Check every line of the material for the word "bird". Copy those that have it.

Excerpted data →
· · · · · · ·

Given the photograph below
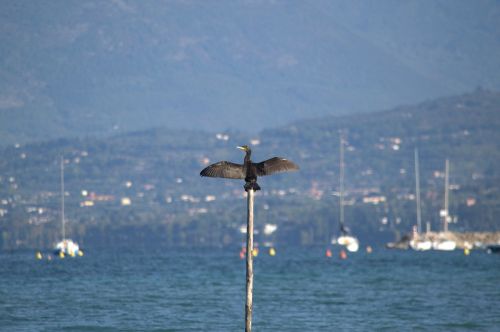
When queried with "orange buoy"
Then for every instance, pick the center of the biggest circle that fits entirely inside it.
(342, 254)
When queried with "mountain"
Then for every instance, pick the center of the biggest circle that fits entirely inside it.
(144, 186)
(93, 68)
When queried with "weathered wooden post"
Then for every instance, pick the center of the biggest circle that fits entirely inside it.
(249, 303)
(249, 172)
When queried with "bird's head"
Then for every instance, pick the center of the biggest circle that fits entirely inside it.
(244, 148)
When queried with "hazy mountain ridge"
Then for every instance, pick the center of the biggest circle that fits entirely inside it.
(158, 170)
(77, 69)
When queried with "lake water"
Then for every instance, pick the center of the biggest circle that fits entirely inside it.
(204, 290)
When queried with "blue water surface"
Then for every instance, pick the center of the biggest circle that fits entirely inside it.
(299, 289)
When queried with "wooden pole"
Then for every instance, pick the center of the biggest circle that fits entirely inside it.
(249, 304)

· · · · · · ·

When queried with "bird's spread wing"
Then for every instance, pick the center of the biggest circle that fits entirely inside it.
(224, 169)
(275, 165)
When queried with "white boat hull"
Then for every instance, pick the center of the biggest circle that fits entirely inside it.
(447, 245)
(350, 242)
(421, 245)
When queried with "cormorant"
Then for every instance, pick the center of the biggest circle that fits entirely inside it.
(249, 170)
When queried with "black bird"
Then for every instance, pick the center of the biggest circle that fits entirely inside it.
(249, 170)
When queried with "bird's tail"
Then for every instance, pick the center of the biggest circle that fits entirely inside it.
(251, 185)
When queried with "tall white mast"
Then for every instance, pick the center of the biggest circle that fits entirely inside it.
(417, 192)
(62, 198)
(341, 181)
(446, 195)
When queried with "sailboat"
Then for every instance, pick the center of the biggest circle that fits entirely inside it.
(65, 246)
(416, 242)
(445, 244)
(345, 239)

· · · · · · ·

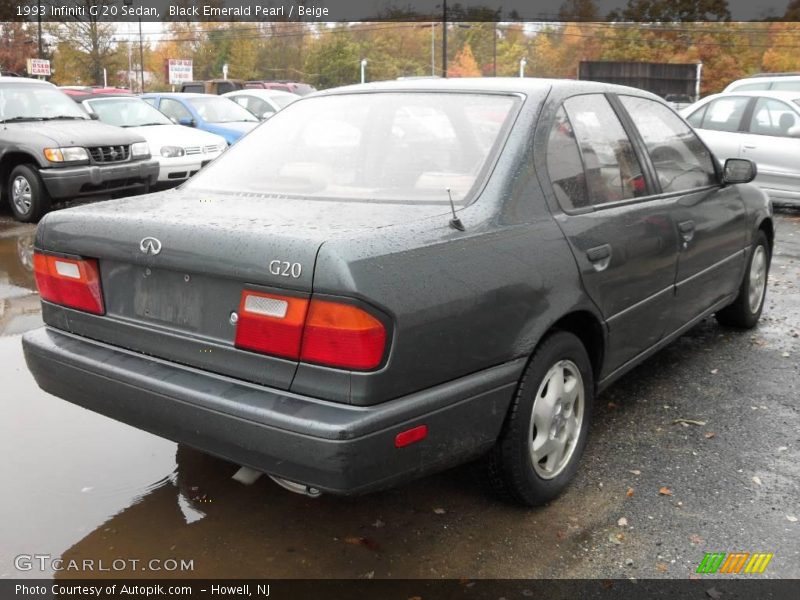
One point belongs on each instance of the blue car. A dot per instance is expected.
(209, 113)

· · · · · · ·

Task solution →
When queried with "bird's head"
When queried with "bird's spread wing"
When queried with "black bird"
When queried with "bird's tail"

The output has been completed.